Problem requirements → Write out the entries again exactly as they are given.

[Stored items from a collection]

· · · · ·

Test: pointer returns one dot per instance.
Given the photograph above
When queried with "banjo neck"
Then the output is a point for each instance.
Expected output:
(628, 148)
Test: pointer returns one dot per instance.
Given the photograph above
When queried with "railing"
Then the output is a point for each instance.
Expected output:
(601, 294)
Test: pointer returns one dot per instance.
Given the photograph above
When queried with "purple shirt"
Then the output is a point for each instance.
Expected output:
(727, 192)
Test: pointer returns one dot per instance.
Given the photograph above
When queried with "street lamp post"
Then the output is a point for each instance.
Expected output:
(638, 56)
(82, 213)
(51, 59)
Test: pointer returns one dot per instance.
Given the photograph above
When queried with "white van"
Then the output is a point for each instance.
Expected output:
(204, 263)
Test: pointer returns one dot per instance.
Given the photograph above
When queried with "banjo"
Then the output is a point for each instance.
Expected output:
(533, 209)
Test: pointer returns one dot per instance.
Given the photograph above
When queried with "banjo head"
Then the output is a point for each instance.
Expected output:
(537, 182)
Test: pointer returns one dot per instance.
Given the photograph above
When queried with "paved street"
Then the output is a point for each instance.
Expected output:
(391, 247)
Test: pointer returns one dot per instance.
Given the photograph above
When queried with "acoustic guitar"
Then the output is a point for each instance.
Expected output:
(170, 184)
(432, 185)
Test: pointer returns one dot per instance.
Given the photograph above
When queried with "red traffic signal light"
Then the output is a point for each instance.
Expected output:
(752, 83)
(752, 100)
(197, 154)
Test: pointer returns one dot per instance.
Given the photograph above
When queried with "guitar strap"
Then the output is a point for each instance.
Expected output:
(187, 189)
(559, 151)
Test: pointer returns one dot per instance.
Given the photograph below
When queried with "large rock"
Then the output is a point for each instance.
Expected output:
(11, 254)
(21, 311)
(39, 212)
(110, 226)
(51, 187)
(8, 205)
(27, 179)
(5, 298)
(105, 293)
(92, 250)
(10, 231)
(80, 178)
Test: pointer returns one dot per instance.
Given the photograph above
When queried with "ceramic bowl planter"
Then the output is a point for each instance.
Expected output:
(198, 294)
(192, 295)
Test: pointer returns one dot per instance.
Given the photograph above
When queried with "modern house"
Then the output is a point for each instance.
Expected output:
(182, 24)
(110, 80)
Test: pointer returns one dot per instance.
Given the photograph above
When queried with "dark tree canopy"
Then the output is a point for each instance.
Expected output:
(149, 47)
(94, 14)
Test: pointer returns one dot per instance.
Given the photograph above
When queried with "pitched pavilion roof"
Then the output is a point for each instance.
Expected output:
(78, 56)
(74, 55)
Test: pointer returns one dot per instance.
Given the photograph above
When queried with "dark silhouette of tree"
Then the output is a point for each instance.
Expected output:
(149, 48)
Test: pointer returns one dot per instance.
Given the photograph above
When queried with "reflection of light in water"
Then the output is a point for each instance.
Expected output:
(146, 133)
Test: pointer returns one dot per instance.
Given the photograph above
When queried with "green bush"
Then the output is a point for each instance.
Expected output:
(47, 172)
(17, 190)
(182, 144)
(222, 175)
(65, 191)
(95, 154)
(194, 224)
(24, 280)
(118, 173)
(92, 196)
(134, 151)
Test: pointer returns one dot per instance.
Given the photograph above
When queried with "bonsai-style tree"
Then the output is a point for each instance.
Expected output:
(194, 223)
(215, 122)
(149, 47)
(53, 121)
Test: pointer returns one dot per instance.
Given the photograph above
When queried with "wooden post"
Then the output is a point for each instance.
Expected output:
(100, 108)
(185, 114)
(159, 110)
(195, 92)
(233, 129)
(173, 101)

· · · · ·

The completed task →
Test: pointer returns one dot per instance.
Given the photograph above
When queried with "banjo neck"
Then the output is a point for each instance.
Expected output:
(628, 148)
Test: pointer returns one dot per instance.
Given the photograph above
When queried with "railing"
Then the output is a point for each instance.
Expected output:
(601, 294)
Test: pointer returns one dot per instance.
Given the photograph above
When queried with "purple shirt"
Then the output is a point for each instance.
Expected output:
(727, 192)
Test: pointer returns one dot per instance.
Given the photograph above
When queried with "street lamp post"
Then the output is a point for each instance.
Expected output:
(638, 56)
(82, 213)
(51, 59)
Test: pointer returns one dot per instance.
Given the photograph above
When queried with "white van"
Then the output is a point for each instance.
Expected output:
(204, 263)
Test: pointer returns one dot per instance.
Given the photograph above
When queried with "banjo"
Then the output is a point for each instance.
Expected output:
(533, 209)
Test: pointer returns one dot per instance.
Given the photograph above
When queried with "banjo head"
Then the output is a point for each instance.
Expected output:
(537, 182)
Test: pointer returns one dot per instance.
Given the photograph above
When queried with "paved street"
Then the output is a point for each instance.
Expected output:
(391, 247)
Test: pointer returns one dot per instance.
Given the photograph above
When queried with "acoustic guitar"
Then the output is a point for each instance.
Expected output:
(170, 184)
(432, 185)
Test: pointer returns one dot per instance.
Given the photograph above
When queried with "red traffic signal light"
Then the output is a point for each instance.
Expected output:
(752, 83)
(752, 100)
(197, 154)
Test: pointer returns one dot per instance.
Given the photograph above
When queried with "guitar strap"
Then the output is a point for each instance.
Expected output:
(187, 189)
(559, 151)
Test: pointer returns one dot per instance.
Given the photograph below
When queried with "large rock"
Then the output is a point for each instance.
Expected output:
(11, 254)
(21, 311)
(39, 212)
(110, 226)
(51, 187)
(8, 205)
(27, 179)
(5, 298)
(105, 293)
(92, 250)
(10, 231)
(80, 178)
Test: pointer returns one dot per instance.
Given the photograph above
When queried with "ceramic bowl planter"
Then the output is a point for each instance.
Expected output:
(198, 294)
(192, 295)
Test: pointer returns one dot per instance.
Given the photograph above
When queried with "modern house"
Then the output is a point for each instance.
Expected output:
(182, 24)
(110, 80)
Test: pointer returns one dot per instance.
Given the photograph above
When queried with "dark tree canopy"
Then the output is a point for each instance.
Expected output:
(149, 47)
(94, 14)
Test: pointer returns one dot per instance.
Given the photograph above
When queried with "pitched pavilion roof"
Then the output is a point for each instance.
Expected output:
(78, 56)
(74, 55)
Test: pointer returns one dot per instance.
Given the photograph above
When queried with "dark silhouette of tree"
Then the output is a point for each instance.
Expected output:
(149, 48)
Test: pointer returns one dot per instance.
Given the photograph above
When queried with "reflection of light in water"
Then the output is a point for each instance.
Expected output:
(146, 133)
Test: pointer returns one dot per instance.
Given the photograph above
When queried with "green bush"
Then the output is a point for each instance.
Expected output:
(47, 172)
(17, 190)
(182, 144)
(222, 175)
(65, 191)
(95, 154)
(194, 224)
(24, 280)
(118, 173)
(92, 196)
(134, 151)
Test: pointer returns one dot per instance.
Given the photograph above
When queried with "bonsai-style tree"
Then the output is a point for each instance.
Expected output:
(194, 223)
(215, 122)
(149, 47)
(53, 121)
Test: pointer returns one dot per instance.
Given the photograph above
When queried with "wooden post"
Then the output is a point for each instance.
Expected output:
(100, 108)
(185, 114)
(159, 110)
(195, 92)
(233, 129)
(173, 101)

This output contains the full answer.